### DATASET ENTRIES

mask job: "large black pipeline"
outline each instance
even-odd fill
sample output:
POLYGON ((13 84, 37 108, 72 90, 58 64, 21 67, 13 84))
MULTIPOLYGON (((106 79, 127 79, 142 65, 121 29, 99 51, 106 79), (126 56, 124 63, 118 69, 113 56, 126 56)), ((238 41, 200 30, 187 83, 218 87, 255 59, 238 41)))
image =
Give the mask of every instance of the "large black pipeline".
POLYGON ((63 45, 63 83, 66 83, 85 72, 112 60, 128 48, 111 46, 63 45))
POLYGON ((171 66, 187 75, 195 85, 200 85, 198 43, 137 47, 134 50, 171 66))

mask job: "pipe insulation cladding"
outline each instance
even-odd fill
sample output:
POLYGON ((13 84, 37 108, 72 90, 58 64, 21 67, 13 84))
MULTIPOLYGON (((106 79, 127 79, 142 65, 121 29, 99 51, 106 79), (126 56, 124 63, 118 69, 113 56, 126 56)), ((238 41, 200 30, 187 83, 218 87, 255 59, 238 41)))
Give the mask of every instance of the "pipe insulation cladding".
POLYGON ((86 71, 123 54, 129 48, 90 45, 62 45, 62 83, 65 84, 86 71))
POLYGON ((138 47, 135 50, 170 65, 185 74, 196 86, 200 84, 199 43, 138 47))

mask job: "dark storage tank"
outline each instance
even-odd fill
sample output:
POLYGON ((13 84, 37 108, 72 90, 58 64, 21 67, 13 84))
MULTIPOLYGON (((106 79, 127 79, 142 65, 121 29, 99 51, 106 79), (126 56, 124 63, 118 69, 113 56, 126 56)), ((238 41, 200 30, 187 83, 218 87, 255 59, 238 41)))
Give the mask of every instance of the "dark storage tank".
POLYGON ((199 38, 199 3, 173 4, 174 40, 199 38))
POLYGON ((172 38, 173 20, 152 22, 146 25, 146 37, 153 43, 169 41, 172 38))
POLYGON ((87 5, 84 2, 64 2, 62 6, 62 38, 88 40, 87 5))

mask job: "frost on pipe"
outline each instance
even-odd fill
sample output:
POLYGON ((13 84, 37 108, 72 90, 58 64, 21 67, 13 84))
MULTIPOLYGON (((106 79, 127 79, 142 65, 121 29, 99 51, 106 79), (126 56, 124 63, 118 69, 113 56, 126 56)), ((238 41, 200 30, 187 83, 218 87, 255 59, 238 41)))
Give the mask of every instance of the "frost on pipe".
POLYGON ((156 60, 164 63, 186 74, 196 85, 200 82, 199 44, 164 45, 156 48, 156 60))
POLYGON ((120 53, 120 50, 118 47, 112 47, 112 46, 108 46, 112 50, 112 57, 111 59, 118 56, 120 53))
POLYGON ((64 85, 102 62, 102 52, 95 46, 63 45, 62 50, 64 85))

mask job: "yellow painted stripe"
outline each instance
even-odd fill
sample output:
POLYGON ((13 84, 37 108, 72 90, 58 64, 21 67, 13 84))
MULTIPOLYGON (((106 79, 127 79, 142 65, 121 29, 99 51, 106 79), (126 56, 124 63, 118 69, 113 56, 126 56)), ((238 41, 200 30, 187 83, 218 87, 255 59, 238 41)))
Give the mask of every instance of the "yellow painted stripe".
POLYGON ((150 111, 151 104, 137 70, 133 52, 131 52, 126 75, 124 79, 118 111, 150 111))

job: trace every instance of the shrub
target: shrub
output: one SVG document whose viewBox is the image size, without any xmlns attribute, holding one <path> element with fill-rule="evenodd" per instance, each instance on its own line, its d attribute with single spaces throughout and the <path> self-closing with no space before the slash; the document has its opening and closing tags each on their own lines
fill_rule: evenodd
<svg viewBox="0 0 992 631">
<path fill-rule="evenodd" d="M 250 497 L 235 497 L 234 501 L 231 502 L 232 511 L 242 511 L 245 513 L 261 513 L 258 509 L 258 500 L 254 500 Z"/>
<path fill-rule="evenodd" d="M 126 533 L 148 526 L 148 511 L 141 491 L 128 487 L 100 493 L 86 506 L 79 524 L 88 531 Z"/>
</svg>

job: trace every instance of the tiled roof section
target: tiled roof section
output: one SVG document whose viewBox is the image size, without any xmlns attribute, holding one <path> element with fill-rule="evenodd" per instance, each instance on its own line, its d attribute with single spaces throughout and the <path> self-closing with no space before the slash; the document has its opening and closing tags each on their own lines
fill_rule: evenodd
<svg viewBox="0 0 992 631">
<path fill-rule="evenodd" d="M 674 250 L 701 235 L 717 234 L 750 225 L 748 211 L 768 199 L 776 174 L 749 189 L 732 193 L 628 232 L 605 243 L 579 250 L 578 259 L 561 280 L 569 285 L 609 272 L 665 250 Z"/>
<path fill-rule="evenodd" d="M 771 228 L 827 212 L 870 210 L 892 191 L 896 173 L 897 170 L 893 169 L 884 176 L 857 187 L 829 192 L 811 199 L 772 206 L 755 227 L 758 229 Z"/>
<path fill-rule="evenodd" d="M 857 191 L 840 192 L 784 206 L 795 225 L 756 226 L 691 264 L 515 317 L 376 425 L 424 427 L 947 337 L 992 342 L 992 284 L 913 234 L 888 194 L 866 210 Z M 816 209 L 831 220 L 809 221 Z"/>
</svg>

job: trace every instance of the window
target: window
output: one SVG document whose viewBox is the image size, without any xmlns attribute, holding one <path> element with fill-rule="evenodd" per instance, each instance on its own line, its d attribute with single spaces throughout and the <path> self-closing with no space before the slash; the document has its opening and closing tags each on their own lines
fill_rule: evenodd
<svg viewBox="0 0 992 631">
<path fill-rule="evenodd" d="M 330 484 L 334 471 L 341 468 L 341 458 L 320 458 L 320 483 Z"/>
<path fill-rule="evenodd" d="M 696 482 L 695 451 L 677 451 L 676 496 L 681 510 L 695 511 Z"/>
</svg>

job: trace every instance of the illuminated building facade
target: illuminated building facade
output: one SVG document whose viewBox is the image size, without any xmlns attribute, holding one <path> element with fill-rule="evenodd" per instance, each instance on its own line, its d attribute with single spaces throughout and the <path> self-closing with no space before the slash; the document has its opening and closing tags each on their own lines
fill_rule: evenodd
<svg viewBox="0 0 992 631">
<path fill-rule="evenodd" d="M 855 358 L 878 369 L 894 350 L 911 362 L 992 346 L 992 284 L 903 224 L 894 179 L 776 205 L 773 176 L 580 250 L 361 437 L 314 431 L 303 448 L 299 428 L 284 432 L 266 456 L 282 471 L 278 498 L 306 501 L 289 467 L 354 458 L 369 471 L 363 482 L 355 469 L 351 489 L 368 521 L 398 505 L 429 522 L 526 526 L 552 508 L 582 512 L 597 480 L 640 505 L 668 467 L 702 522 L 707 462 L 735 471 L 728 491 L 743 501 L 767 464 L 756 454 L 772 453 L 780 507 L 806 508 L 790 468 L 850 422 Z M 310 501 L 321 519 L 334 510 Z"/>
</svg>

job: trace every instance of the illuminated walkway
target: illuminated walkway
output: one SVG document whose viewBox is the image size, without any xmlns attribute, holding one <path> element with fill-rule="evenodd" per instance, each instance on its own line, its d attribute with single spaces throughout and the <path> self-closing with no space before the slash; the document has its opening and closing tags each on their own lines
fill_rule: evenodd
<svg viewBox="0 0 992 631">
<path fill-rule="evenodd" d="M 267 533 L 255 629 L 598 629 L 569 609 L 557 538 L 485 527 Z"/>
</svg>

######

REQUIRED TASK:
Can you turn all of the data above into a Markdown table with the columns "Row" and "Line", giving each non-blank line its own row, numbered in order?

SOLUTION TO THE EXERCISE:
| Row | Line |
|---|---|
| 1 | mask job: "large black pipeline" |
| 2 | outline each instance |
| 3 | even-odd fill |
| 4 | sample output: |
| 5 | POLYGON ((13 84, 37 108, 72 90, 58 64, 21 67, 13 84)) |
| 6 | MULTIPOLYGON (((106 79, 127 79, 142 65, 121 29, 99 51, 106 79), (126 56, 124 63, 118 69, 113 56, 126 56)), ((238 41, 200 30, 187 83, 218 87, 255 59, 238 41))) |
| 7 | image = |
| 8 | Give the mask of every instance of the "large black pipeline". |
| 9 | POLYGON ((63 45, 63 83, 66 83, 85 72, 112 60, 128 48, 111 46, 63 45)) |
| 10 | POLYGON ((171 66, 187 75, 195 85, 200 85, 198 43, 137 47, 134 50, 171 66)) |
| 11 | mask job: "pipe insulation cladding" |
| 12 | outline each instance |
| 13 | even-odd fill |
| 14 | sample output: |
| 15 | POLYGON ((13 84, 37 108, 72 90, 58 64, 21 67, 13 84)) |
| 16 | MULTIPOLYGON (((106 79, 127 79, 142 65, 121 29, 99 51, 106 79), (126 56, 124 63, 118 69, 113 56, 126 56)), ((238 41, 200 30, 187 83, 218 87, 255 59, 238 41))) |
| 17 | Give the mask of every instance of the "pipe insulation cladding". |
| 18 | POLYGON ((86 71, 123 54, 129 48, 90 45, 62 45, 62 83, 65 84, 86 71)) |
| 19 | POLYGON ((138 47, 135 50, 170 65, 185 74, 196 86, 200 84, 199 43, 138 47)) |
| 20 | mask job: "dark storage tank" |
| 21 | outline each instance |
| 22 | even-odd fill |
| 23 | sample output: |
| 24 | POLYGON ((13 84, 37 108, 72 90, 58 64, 21 67, 13 84)) |
| 25 | MULTIPOLYGON (((106 79, 127 79, 142 65, 121 29, 99 51, 106 79), (126 56, 124 63, 118 69, 113 56, 126 56)), ((238 41, 200 30, 187 83, 218 87, 255 59, 238 41))) |
| 26 | Give the mask of every instance of the "dark storage tank". |
| 27 | POLYGON ((199 38, 199 3, 173 4, 174 40, 199 38)) |
| 28 | POLYGON ((172 38, 173 20, 152 22, 146 25, 146 37, 153 43, 169 41, 172 38)) |
| 29 | POLYGON ((87 5, 84 2, 64 2, 62 6, 62 38, 88 40, 87 5)) |
| 30 | mask job: "frost on pipe" |
| 31 | outline each instance |
| 32 | even-odd fill |
| 33 | sample output: |
| 34 | POLYGON ((13 84, 37 108, 72 90, 58 64, 21 67, 13 84)) |
| 35 | MULTIPOLYGON (((106 79, 127 79, 142 65, 121 29, 99 51, 106 79), (126 56, 124 63, 118 69, 113 56, 126 56)), ((238 41, 200 30, 187 83, 218 87, 255 59, 238 41))) |
| 36 | Give the mask of every instance of the "frost on pipe". |
| 37 | POLYGON ((156 60, 164 63, 186 74, 196 85, 200 82, 199 44, 164 45, 156 48, 156 60)) |
| 38 | POLYGON ((120 53, 120 50, 118 47, 112 47, 112 46, 108 46, 112 50, 112 57, 111 59, 118 56, 120 53)) |
| 39 | POLYGON ((64 85, 102 62, 102 52, 95 46, 63 45, 62 50, 64 85)) |
| 40 | mask job: "yellow painted stripe" |
| 41 | outline each instance |
| 42 | even-odd fill |
| 43 | sample output: |
| 44 | POLYGON ((13 84, 37 108, 72 90, 58 64, 21 67, 13 84)) |
| 45 | MULTIPOLYGON (((106 79, 127 79, 142 65, 121 29, 99 51, 106 79), (126 56, 124 63, 118 69, 113 56, 126 56)), ((238 41, 200 30, 187 83, 218 87, 255 59, 238 41))) |
| 46 | Give the mask of every instance of the "yellow painted stripe". |
| 47 | POLYGON ((150 111, 151 104, 137 70, 133 52, 131 52, 126 75, 124 79, 118 111, 150 111)) |
| 48 | job: trace every instance of the shrub |
| 49 | target: shrub |
| 50 | output: one SVG document whose viewBox is the image size, without any xmlns attribute, holding one <path> element with fill-rule="evenodd" per instance, each instance on its own line, its d attribute with single spaces throughout and the <path> self-closing with no space before the slash; the document has its opening and closing tags each on their own lines |
| 51 | fill_rule: evenodd |
| 52 | <svg viewBox="0 0 992 631"> |
| 53 | <path fill-rule="evenodd" d="M 250 497 L 235 497 L 234 501 L 231 502 L 232 511 L 242 511 L 245 513 L 261 513 L 258 509 L 258 500 L 254 500 Z"/> |
| 54 | <path fill-rule="evenodd" d="M 126 533 L 148 526 L 148 511 L 141 491 L 128 487 L 100 493 L 86 506 L 79 524 L 88 531 Z"/> |
| 55 | </svg> |
| 56 | job: trace every instance of the tiled roof section |
| 57 | target: tiled roof section |
| 58 | output: one SVG document whose viewBox is the image size, without any xmlns attribute, holding one <path> element with fill-rule="evenodd" per instance, each instance on its own line, its d attribute with single spaces throughout and the <path> self-closing with no space before the slash; the document has its opening and closing tags each on their own lines |
| 59 | fill_rule: evenodd |
| 60 | <svg viewBox="0 0 992 631"> |
| 61 | <path fill-rule="evenodd" d="M 674 250 L 701 235 L 717 234 L 750 225 L 748 211 L 768 199 L 776 174 L 749 189 L 732 193 L 628 232 L 605 243 L 579 250 L 578 259 L 561 280 L 569 285 L 609 272 L 665 250 Z"/> |
| 62 | <path fill-rule="evenodd" d="M 771 228 L 827 212 L 870 210 L 892 191 L 896 173 L 897 170 L 893 169 L 884 176 L 857 187 L 829 192 L 811 199 L 772 206 L 755 227 L 758 229 Z"/> |
| 63 | <path fill-rule="evenodd" d="M 857 191 L 840 192 L 784 206 L 795 225 L 756 226 L 691 264 L 515 317 L 376 425 L 424 427 L 947 337 L 992 342 L 992 284 L 913 234 L 888 194 L 866 210 Z M 816 209 L 831 220 L 809 221 Z"/> |
| 64 | </svg> |
| 65 | job: trace every instance of the window |
| 66 | target: window |
| 67 | output: one SVG document whose viewBox is the image size, without any xmlns attribute, holding one <path> element with fill-rule="evenodd" per instance, each instance on its own line, its d attribute with single spaces throughout and the <path> self-closing with no space before the slash; the document has its opening and closing tags each on their own lines |
| 68 | fill_rule: evenodd |
| 69 | <svg viewBox="0 0 992 631"> |
| 70 | <path fill-rule="evenodd" d="M 330 484 L 334 471 L 341 468 L 341 458 L 320 458 L 320 483 Z"/> |
| 71 | <path fill-rule="evenodd" d="M 696 482 L 695 451 L 677 451 L 676 496 L 681 510 L 695 511 Z"/> |
| 72 | </svg> |
| 73 | job: trace every instance of the illuminated building facade |
| 74 | target: illuminated building facade |
| 75 | output: one SVG document whose viewBox is the image size, without any xmlns attribute, holding one <path> element with fill-rule="evenodd" per instance, each instance on its own line, its d attribute with single spaces throughout and the <path> self-closing with no space before the slash; the document has its opening and closing tags each on their own lines |
| 76 | fill_rule: evenodd |
| 77 | <svg viewBox="0 0 992 631"> |
| 78 | <path fill-rule="evenodd" d="M 855 358 L 878 369 L 894 350 L 911 362 L 992 346 L 992 284 L 903 224 L 894 179 L 776 205 L 773 176 L 580 250 L 361 437 L 314 431 L 303 448 L 299 428 L 284 432 L 266 456 L 282 471 L 278 498 L 306 501 L 289 467 L 354 458 L 369 471 L 363 482 L 355 469 L 351 489 L 368 521 L 398 505 L 429 522 L 526 526 L 552 508 L 582 512 L 597 480 L 640 505 L 668 467 L 702 522 L 707 462 L 735 471 L 728 491 L 743 501 L 767 464 L 756 454 L 772 453 L 780 507 L 806 508 L 790 468 L 850 422 Z M 310 501 L 321 519 L 334 510 Z"/> |
| 79 | </svg> |
| 80 | job: trace every instance of the illuminated walkway |
| 81 | target: illuminated walkway |
| 82 | output: one SVG document whose viewBox is the image size, without any xmlns attribute, holding one <path> element with fill-rule="evenodd" per instance, each instance on its own line, its d attribute with single spaces throughout and the <path> self-closing with no space before the slash; the document has its opening and closing tags each on their own lines |
| 83 | fill_rule: evenodd |
| 84 | <svg viewBox="0 0 992 631"> |
| 85 | <path fill-rule="evenodd" d="M 267 533 L 255 629 L 598 629 L 569 609 L 557 538 L 485 527 Z"/> |
| 86 | </svg> |